* Task to complete *
Copy the lines below exactly as they appear, from the first to the last. Leave the pictures out of your copy.

* Stored rows *
::::

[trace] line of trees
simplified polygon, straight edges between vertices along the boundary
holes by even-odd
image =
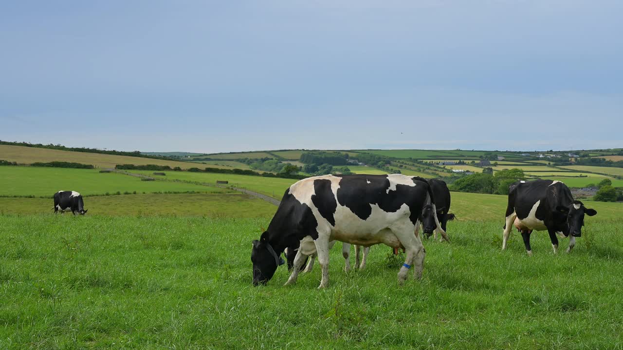
[[[173,160],[174,158],[166,156],[156,156],[150,154],[143,154],[138,151],[126,152],[125,151],[115,151],[97,149],[96,148],[87,148],[85,147],[65,147],[61,144],[43,144],[42,143],[29,143],[27,142],[12,142],[8,141],[0,140],[0,144],[7,146],[21,146],[23,147],[34,147],[36,148],[48,148],[50,149],[59,149],[60,151],[72,151],[74,152],[87,152],[88,153],[100,153],[103,154],[114,154],[116,156],[128,156],[131,157],[141,157],[143,158],[153,158],[157,159]]]
[[[72,168],[74,169],[95,169],[95,167],[90,164],[81,164],[79,163],[71,162],[49,162],[49,163],[34,163],[31,166],[45,166],[49,168]]]

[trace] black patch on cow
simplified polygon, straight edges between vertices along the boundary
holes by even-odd
[[[318,211],[323,217],[335,226],[333,214],[338,207],[335,196],[331,190],[331,180],[319,179],[313,182],[314,194],[312,196],[312,202],[318,208]]]
[[[338,176],[342,178],[337,192],[338,202],[361,220],[370,217],[373,204],[378,205],[386,212],[396,212],[403,204],[406,204],[411,212],[411,222],[415,224],[421,217],[423,204],[421,199],[422,196],[426,197],[428,189],[426,183],[416,182],[417,180],[414,180],[415,186],[396,184],[396,190],[388,192],[391,184],[387,175]]]

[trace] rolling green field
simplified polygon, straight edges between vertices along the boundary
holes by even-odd
[[[371,166],[364,166],[363,165],[349,165],[347,166],[351,171],[355,174],[371,174],[378,175],[381,174],[388,174],[387,171],[372,168]]]
[[[132,170],[130,172],[143,174],[150,174],[152,173],[149,171],[141,170]],[[207,184],[214,184],[217,180],[228,181],[229,181],[229,184],[231,186],[255,191],[277,199],[281,199],[281,197],[283,196],[283,192],[290,187],[290,185],[297,182],[295,179],[278,177],[188,171],[169,171],[166,173],[166,177],[168,179],[178,179]]]
[[[0,197],[0,215],[52,214],[51,198]],[[87,215],[267,217],[277,207],[239,192],[121,194],[84,199]],[[57,214],[60,215],[60,214]],[[65,213],[63,215],[72,215]]]
[[[136,165],[153,164],[168,165],[171,168],[179,166],[182,169],[188,169],[196,166],[196,164],[189,162],[5,144],[0,144],[0,159],[17,162],[19,164],[32,164],[36,162],[47,163],[57,161],[73,162],[89,164],[96,168],[115,168],[115,166],[118,164]]]
[[[146,171],[151,174],[153,171]],[[169,171],[167,174],[175,172]],[[184,172],[185,173],[185,172]],[[1,196],[46,196],[59,191],[75,191],[83,196],[102,195],[117,191],[222,192],[227,190],[184,182],[141,181],[140,178],[97,170],[29,166],[0,166]]]
[[[602,174],[623,176],[623,168],[622,168],[591,166],[587,165],[571,165],[568,166],[561,166],[560,168],[571,169],[576,171],[591,171],[592,173],[601,173]]]
[[[338,244],[318,290],[317,264],[252,286],[267,219],[0,215],[0,348],[617,349],[621,223],[587,220],[570,254],[536,233],[530,257],[498,220],[451,222],[402,286],[389,248],[347,273]]]

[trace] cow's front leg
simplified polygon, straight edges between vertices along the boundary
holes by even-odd
[[[318,254],[318,262],[322,269],[322,278],[318,288],[329,286],[329,242],[326,238],[320,237],[314,241],[316,244],[316,253]]]
[[[288,281],[285,283],[285,285],[293,285],[297,283],[297,278],[298,277],[298,272],[301,270],[301,267],[303,266],[303,263],[307,258],[307,255],[302,253],[300,249],[297,252],[297,256],[294,257],[294,265],[292,267],[292,273],[290,275],[290,278],[288,278]],[[312,261],[313,261],[313,259],[312,259]]]
[[[316,262],[316,254],[312,254],[309,256],[310,261],[307,263],[307,266],[305,267],[305,273],[312,272],[313,270],[313,263]]]
[[[551,247],[554,250],[554,253],[556,254],[558,252],[558,237],[556,237],[556,231],[553,230],[548,230],[548,233],[549,234]]]
[[[526,252],[530,257],[532,256],[532,248],[530,248],[530,234],[531,233],[532,231],[530,230],[521,230],[521,237],[523,239],[523,244],[526,246]]]
[[[571,249],[576,246],[576,237],[571,235],[569,237],[569,248],[567,248],[567,253],[571,253]]]
[[[517,217],[517,215],[515,212],[513,212],[513,214],[506,217],[506,224],[504,225],[504,232],[502,235],[502,250],[506,249],[506,244],[508,242],[508,236],[510,235],[510,230],[513,228],[513,224],[515,222],[516,217]]]

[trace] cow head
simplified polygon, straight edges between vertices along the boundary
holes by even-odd
[[[554,218],[558,222],[563,223],[563,233],[566,236],[571,234],[576,237],[582,235],[584,214],[592,216],[597,214],[597,210],[587,208],[579,201],[574,201],[567,207],[558,206],[556,209]]]
[[[251,250],[251,262],[253,263],[253,285],[265,285],[277,271],[277,268],[283,263],[272,246],[269,243],[267,231],[262,234],[260,240],[253,241]]]
[[[445,207],[437,208],[437,217],[439,217],[443,215],[445,210]],[[432,204],[426,204],[422,209],[422,226],[424,229],[424,235],[427,237],[430,237],[432,232],[437,229],[437,224],[435,222],[435,217],[433,215]]]

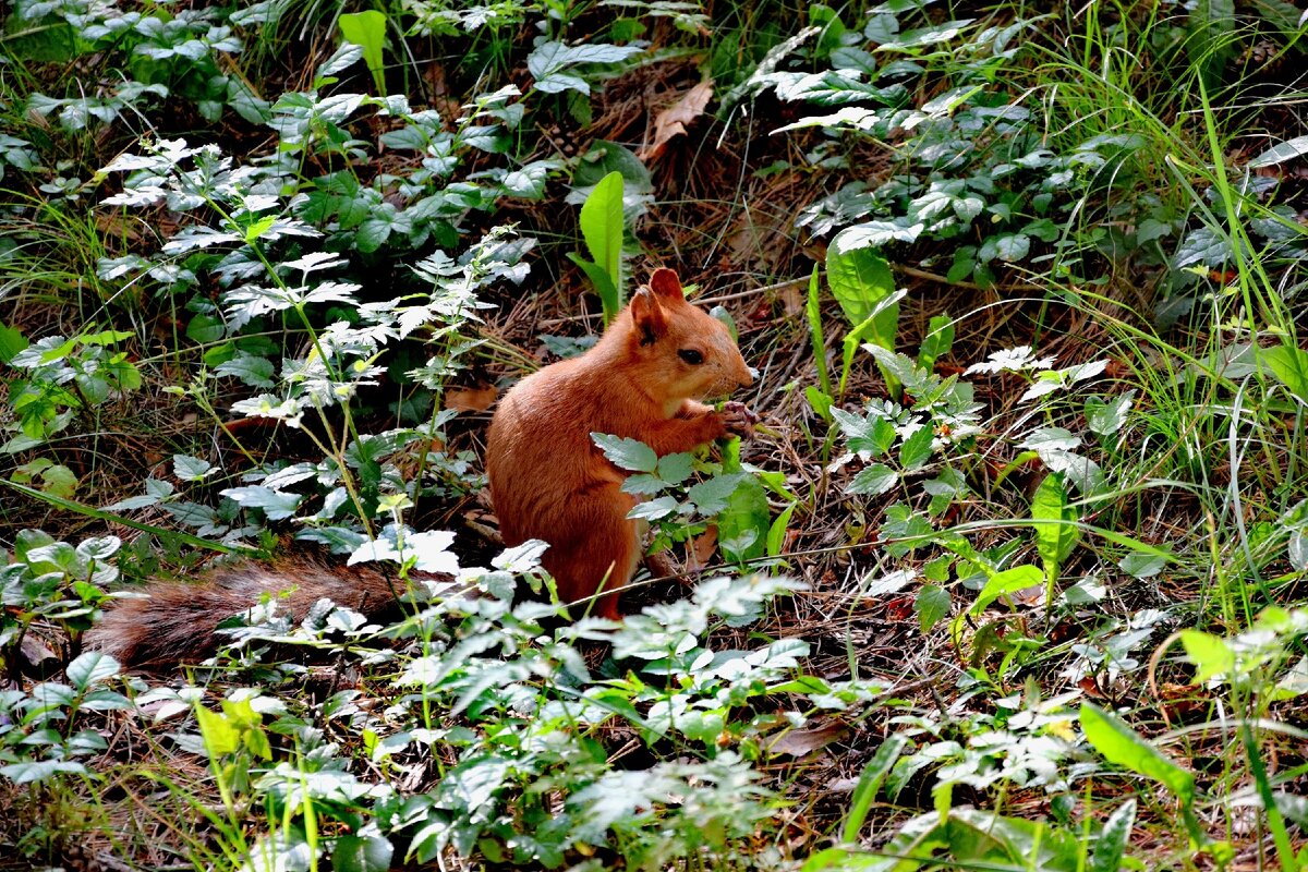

::::

* Solution *
[trace] line of trees
simplified polygon, straight edges between vertices along the boundary
holes by even-odd
image =
[[[173,160],[174,158],[166,156],[156,156],[150,154],[143,154],[138,151],[126,152],[125,151],[115,151],[97,149],[96,148],[87,148],[85,147],[65,147],[61,144],[43,144],[42,143],[29,143],[27,142],[12,142],[8,141],[0,140],[0,144],[7,146],[21,146],[23,147],[34,147],[36,148],[48,148],[50,149],[59,149],[60,151],[72,151],[74,152],[87,152],[88,153],[100,153],[103,154],[114,154],[116,156],[128,156],[131,157],[141,157],[143,158],[153,158],[157,159]]]
[[[72,168],[74,169],[95,169],[95,167],[90,164],[81,164],[79,163],[71,162],[49,162],[49,163],[34,163],[31,166],[45,166],[49,168]]]

[trace] black patch on cow
simplified polygon, straight edges between vertices along the boundary
holes by even-odd
[[[318,211],[323,217],[335,226],[333,214],[338,207],[335,196],[331,190],[331,180],[319,179],[313,182],[314,194],[312,196],[312,202],[318,208]]]
[[[338,176],[342,178],[337,192],[338,202],[361,220],[370,217],[373,204],[378,205],[386,212],[396,212],[403,204],[406,204],[411,212],[411,222],[415,224],[421,217],[423,204],[421,199],[422,196],[426,197],[428,189],[426,183],[416,182],[417,180],[414,180],[415,186],[396,184],[396,190],[388,192],[391,184],[387,175]]]

[trace] rolling green field
simplified polygon, straight edges between vertices along the boundary
holes by even-odd
[[[371,166],[364,166],[363,165],[349,165],[347,166],[351,171],[355,174],[371,174],[378,175],[381,174],[388,174],[387,171],[372,168]]]
[[[132,170],[130,172],[143,174],[150,174],[152,173],[149,171],[141,170]],[[207,184],[214,184],[217,180],[228,181],[229,181],[229,184],[231,186],[255,191],[277,199],[281,199],[281,197],[283,196],[283,192],[290,187],[290,185],[297,182],[295,179],[278,177],[188,171],[169,171],[166,173],[166,177],[168,179],[178,179]]]
[[[0,197],[0,215],[52,214],[51,198]],[[87,215],[267,217],[277,207],[239,192],[121,194],[84,199]],[[57,214],[60,215],[60,214]],[[65,213],[63,215],[72,215]]]
[[[136,165],[153,164],[168,165],[171,168],[179,166],[182,169],[188,169],[196,166],[196,164],[189,162],[5,144],[0,144],[0,159],[17,162],[19,164],[32,164],[36,162],[47,163],[57,161],[73,162],[89,164],[96,168],[115,168],[115,166],[118,164]]]
[[[146,171],[151,174],[153,171]],[[169,171],[167,174],[175,172]],[[184,172],[185,173],[185,172]],[[1,196],[46,196],[59,191],[75,191],[83,196],[102,195],[117,191],[222,192],[227,190],[184,182],[141,181],[140,178],[97,170],[29,166],[0,166]]]
[[[602,174],[623,176],[623,168],[622,168],[591,166],[587,165],[571,165],[568,166],[561,166],[560,168],[571,169],[576,171],[591,171],[592,173],[601,173]]]
[[[338,244],[318,290],[317,264],[252,286],[267,219],[0,215],[0,348],[617,349],[621,223],[587,220],[570,254],[536,233],[530,257],[498,220],[451,222],[402,286],[389,248],[347,273]]]

[trace] cow's front leg
simplified polygon, straight edges between vertices along the boundary
holes by even-odd
[[[318,254],[318,262],[322,269],[322,278],[318,288],[329,286],[329,242],[326,238],[320,237],[314,241],[316,244],[316,253]]]
[[[288,281],[285,283],[285,285],[293,285],[297,283],[297,278],[298,277],[298,272],[301,270],[301,267],[303,266],[303,263],[307,258],[307,255],[302,253],[300,249],[297,252],[297,256],[294,257],[294,265],[292,267],[292,273],[290,275],[290,278],[288,278]],[[312,261],[313,261],[313,259],[312,259]]]
[[[316,262],[316,254],[312,254],[309,256],[310,261],[307,263],[307,266],[305,267],[305,273],[312,272],[313,270],[313,263]]]
[[[551,247],[554,250],[554,253],[556,254],[558,252],[558,237],[556,237],[556,231],[553,230],[548,230],[548,233],[549,234]]]
[[[526,252],[530,257],[532,256],[532,248],[530,248],[530,234],[531,233],[532,231],[530,230],[521,230],[521,237],[523,239],[523,244],[526,246]]]
[[[571,249],[576,246],[576,237],[571,235],[569,237],[569,248],[567,248],[567,253],[571,253]]]
[[[517,217],[517,215],[515,212],[513,212],[513,214],[506,217],[506,224],[504,225],[504,232],[502,235],[502,250],[506,249],[506,244],[508,242],[508,236],[510,235],[510,230],[513,228],[513,224],[515,222],[516,217]]]

[trace] cow head
simplified polygon, straight edges between vertices along the boundary
holes by even-odd
[[[554,218],[558,222],[563,223],[563,233],[566,236],[571,234],[576,237],[582,235],[584,214],[592,216],[597,214],[597,210],[587,208],[579,201],[574,201],[567,207],[558,206],[556,209]]]
[[[251,250],[251,262],[253,263],[253,285],[265,285],[277,271],[277,268],[283,263],[272,246],[269,243],[267,231],[262,234],[260,240],[253,241]]]
[[[445,207],[437,208],[437,217],[439,217],[443,215],[445,210]],[[432,204],[426,204],[422,209],[422,226],[424,229],[424,235],[427,237],[430,237],[432,232],[437,229],[437,224],[435,222],[435,217],[433,215]]]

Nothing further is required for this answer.